## start Given records

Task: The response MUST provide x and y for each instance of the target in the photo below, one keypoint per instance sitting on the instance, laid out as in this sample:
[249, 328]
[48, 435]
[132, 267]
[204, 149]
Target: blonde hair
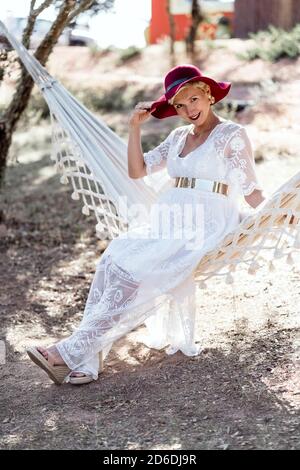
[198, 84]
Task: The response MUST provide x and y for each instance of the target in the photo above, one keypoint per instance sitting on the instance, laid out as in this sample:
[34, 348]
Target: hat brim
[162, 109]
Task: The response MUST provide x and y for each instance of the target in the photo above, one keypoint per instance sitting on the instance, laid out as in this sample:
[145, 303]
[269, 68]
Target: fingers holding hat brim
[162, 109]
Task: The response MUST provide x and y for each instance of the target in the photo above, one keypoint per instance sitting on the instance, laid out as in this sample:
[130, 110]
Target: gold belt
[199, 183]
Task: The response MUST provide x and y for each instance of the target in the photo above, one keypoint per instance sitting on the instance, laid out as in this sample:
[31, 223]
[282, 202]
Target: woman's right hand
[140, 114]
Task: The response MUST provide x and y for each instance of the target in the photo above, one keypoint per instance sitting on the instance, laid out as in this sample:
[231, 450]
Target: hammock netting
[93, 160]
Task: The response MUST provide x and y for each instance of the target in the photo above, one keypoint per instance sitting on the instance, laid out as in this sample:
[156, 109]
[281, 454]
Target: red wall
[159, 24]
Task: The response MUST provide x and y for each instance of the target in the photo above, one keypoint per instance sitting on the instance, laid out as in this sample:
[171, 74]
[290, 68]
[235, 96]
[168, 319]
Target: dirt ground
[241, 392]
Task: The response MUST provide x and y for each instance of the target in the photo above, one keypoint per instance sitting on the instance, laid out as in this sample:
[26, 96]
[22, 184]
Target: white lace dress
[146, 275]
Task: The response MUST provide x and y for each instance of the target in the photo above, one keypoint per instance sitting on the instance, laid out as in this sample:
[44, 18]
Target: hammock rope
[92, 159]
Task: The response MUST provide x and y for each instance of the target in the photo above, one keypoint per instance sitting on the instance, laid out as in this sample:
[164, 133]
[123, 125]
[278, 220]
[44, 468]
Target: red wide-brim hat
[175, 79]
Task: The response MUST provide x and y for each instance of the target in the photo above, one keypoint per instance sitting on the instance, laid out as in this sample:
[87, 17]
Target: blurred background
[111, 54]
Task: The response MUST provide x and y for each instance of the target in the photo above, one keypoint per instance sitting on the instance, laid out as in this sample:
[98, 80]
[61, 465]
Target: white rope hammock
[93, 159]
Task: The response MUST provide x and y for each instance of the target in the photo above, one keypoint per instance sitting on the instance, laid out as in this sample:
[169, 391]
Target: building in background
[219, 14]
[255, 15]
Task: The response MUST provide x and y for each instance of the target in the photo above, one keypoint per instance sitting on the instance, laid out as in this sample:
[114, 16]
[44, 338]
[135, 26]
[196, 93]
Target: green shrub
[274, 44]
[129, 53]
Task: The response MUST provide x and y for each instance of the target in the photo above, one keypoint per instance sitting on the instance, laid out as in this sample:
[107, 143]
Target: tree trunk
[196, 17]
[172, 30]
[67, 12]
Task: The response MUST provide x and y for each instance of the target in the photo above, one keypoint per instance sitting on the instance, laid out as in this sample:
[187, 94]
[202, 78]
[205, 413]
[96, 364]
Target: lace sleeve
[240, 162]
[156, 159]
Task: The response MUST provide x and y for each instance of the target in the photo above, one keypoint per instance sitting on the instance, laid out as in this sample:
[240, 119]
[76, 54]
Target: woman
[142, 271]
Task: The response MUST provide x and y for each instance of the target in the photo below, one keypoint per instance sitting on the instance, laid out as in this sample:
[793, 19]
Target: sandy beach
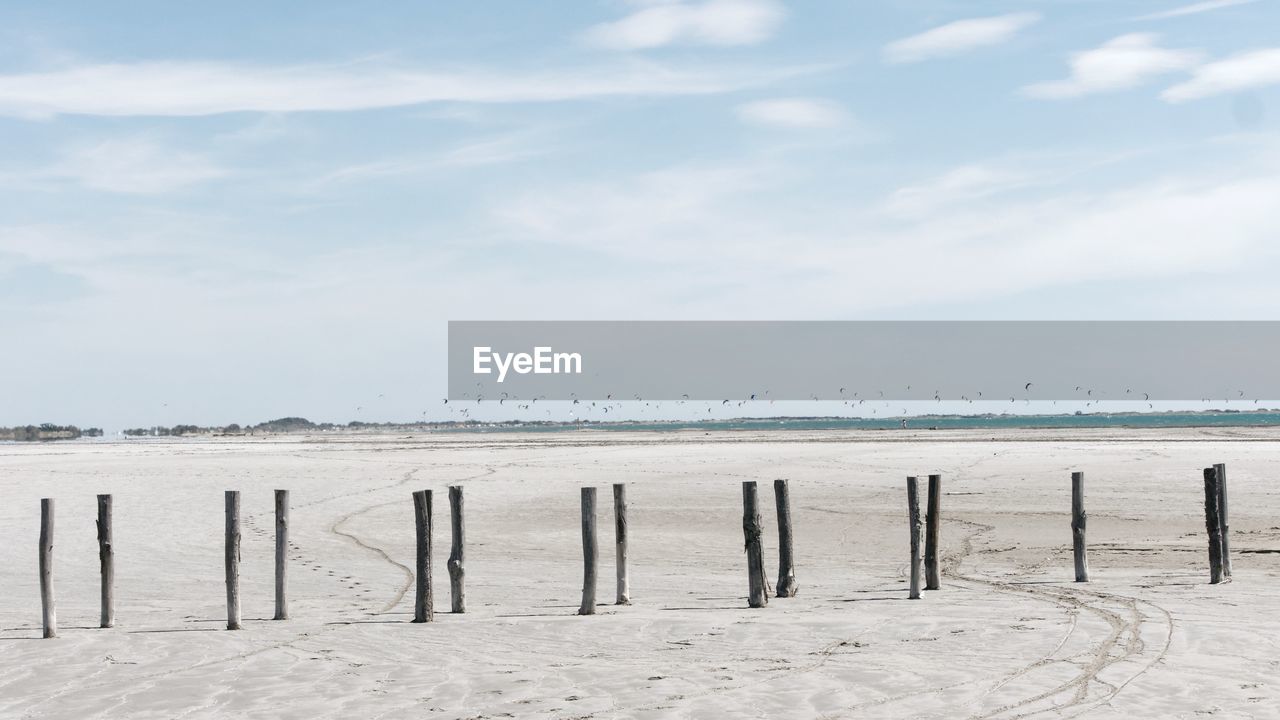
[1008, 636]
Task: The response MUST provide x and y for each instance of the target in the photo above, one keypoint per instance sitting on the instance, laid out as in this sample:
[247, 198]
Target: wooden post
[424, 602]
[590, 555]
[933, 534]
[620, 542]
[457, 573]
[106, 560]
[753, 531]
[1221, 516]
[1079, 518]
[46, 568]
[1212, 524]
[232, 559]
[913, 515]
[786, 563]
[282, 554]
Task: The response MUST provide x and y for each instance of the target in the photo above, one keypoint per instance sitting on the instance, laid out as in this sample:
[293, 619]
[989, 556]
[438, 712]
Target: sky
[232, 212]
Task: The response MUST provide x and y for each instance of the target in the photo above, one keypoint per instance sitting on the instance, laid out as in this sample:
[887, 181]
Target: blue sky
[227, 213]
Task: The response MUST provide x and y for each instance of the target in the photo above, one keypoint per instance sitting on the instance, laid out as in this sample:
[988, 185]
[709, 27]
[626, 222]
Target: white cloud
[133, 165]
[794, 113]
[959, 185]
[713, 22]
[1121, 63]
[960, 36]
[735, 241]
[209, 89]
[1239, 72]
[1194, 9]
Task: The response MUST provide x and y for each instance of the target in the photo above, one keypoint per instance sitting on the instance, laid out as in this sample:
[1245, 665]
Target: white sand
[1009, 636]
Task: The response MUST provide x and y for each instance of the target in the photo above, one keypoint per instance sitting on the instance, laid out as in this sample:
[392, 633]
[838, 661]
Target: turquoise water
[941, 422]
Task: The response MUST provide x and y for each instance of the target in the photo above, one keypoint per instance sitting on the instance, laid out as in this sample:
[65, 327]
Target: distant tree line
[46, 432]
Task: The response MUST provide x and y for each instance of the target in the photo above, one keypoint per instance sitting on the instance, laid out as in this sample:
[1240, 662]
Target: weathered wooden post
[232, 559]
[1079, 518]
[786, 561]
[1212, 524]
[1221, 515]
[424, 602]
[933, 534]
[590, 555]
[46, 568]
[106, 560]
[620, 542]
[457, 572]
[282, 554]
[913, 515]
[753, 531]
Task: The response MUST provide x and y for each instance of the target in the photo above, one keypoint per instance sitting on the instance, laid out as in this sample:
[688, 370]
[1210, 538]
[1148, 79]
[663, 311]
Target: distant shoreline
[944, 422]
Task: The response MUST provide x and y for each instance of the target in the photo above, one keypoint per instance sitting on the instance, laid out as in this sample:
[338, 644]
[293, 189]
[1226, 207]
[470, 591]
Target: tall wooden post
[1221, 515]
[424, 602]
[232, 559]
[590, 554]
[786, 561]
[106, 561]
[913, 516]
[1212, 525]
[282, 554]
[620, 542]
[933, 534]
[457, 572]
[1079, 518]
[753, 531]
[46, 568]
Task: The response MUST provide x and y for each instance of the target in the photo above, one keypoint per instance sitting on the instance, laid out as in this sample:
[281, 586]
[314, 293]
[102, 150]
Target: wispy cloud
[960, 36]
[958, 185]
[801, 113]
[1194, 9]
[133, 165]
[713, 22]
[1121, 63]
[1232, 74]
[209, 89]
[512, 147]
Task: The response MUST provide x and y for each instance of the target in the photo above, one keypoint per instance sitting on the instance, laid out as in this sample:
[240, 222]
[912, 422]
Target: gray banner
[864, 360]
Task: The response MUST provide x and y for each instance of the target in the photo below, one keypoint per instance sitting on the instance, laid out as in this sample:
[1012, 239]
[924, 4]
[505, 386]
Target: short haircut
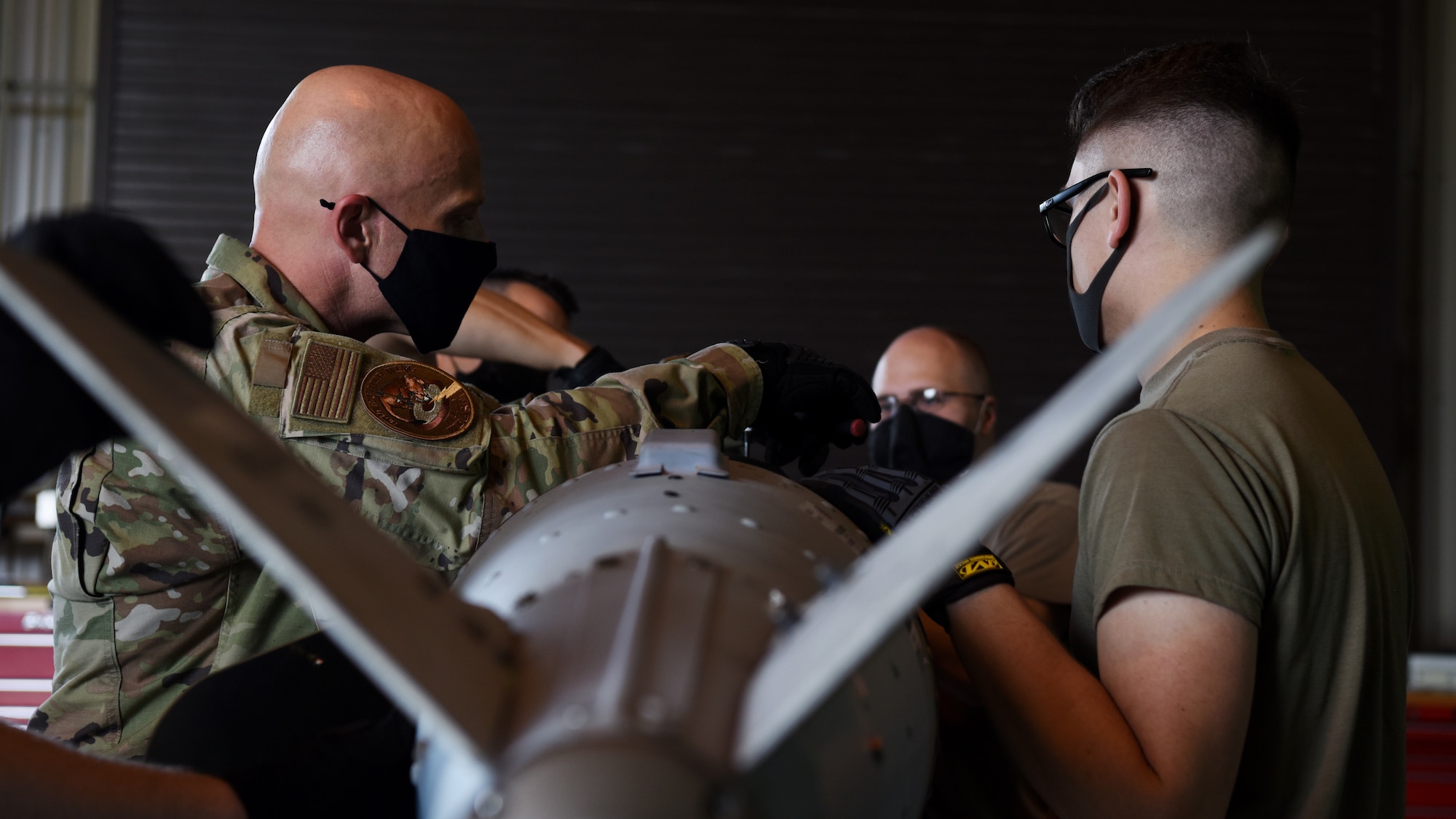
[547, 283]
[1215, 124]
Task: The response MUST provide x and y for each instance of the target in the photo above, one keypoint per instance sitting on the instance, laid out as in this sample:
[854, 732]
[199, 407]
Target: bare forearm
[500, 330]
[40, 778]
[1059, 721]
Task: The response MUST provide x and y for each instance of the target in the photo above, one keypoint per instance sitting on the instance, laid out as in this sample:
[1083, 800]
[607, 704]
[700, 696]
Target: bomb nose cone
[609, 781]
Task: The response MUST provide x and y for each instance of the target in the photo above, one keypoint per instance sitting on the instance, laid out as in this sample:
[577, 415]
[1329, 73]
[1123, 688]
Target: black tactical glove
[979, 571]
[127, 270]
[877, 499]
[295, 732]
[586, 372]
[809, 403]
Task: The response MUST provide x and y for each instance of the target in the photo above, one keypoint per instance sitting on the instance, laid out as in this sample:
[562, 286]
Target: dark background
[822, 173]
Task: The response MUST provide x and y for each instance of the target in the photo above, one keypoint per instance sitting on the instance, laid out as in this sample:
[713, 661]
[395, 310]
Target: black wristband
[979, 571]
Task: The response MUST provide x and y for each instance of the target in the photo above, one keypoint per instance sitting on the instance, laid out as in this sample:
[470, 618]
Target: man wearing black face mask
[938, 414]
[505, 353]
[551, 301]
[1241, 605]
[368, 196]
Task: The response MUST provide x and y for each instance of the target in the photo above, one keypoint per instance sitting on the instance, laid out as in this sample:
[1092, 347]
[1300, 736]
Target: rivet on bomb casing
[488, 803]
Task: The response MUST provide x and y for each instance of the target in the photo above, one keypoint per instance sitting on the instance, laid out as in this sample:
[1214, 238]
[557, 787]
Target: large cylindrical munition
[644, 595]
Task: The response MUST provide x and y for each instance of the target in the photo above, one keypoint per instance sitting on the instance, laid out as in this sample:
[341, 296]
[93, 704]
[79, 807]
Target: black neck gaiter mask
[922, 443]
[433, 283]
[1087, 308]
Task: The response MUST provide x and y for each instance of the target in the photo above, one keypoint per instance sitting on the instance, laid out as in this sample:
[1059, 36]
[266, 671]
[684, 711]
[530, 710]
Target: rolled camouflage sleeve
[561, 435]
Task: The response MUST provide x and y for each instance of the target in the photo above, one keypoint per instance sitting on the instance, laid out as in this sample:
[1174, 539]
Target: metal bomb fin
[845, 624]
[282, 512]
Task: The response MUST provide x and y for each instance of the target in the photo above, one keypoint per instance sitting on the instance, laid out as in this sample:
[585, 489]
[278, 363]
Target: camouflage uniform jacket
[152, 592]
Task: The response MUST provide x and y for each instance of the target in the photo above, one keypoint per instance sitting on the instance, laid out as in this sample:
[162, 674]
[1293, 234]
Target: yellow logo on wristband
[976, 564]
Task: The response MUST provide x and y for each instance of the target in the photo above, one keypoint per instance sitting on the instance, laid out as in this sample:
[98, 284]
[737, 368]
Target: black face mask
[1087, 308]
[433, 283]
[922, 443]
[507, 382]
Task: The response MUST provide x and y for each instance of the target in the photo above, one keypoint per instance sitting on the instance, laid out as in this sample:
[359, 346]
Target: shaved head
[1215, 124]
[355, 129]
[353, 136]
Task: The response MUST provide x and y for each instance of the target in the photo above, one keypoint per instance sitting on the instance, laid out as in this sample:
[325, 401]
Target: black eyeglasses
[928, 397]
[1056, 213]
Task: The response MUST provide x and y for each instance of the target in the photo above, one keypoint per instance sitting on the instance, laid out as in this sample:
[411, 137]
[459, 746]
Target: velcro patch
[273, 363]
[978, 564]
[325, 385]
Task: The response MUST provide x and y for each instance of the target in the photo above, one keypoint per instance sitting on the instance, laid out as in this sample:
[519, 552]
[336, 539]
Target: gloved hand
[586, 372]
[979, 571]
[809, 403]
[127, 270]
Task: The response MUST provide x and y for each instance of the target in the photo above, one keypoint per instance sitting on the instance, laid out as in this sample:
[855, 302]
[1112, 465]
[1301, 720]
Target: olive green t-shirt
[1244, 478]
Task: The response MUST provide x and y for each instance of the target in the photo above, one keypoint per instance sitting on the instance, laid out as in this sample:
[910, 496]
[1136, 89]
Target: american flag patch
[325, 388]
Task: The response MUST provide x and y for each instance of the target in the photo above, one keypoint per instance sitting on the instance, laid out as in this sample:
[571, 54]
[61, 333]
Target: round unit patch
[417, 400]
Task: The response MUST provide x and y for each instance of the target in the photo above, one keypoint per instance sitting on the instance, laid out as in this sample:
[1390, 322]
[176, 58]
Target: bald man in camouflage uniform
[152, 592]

## end Given records

▶ _Required task_:
How many of the lines above contain the string "woman", matching case exactly? Give only the number.

▶ _Completed exercise_:
2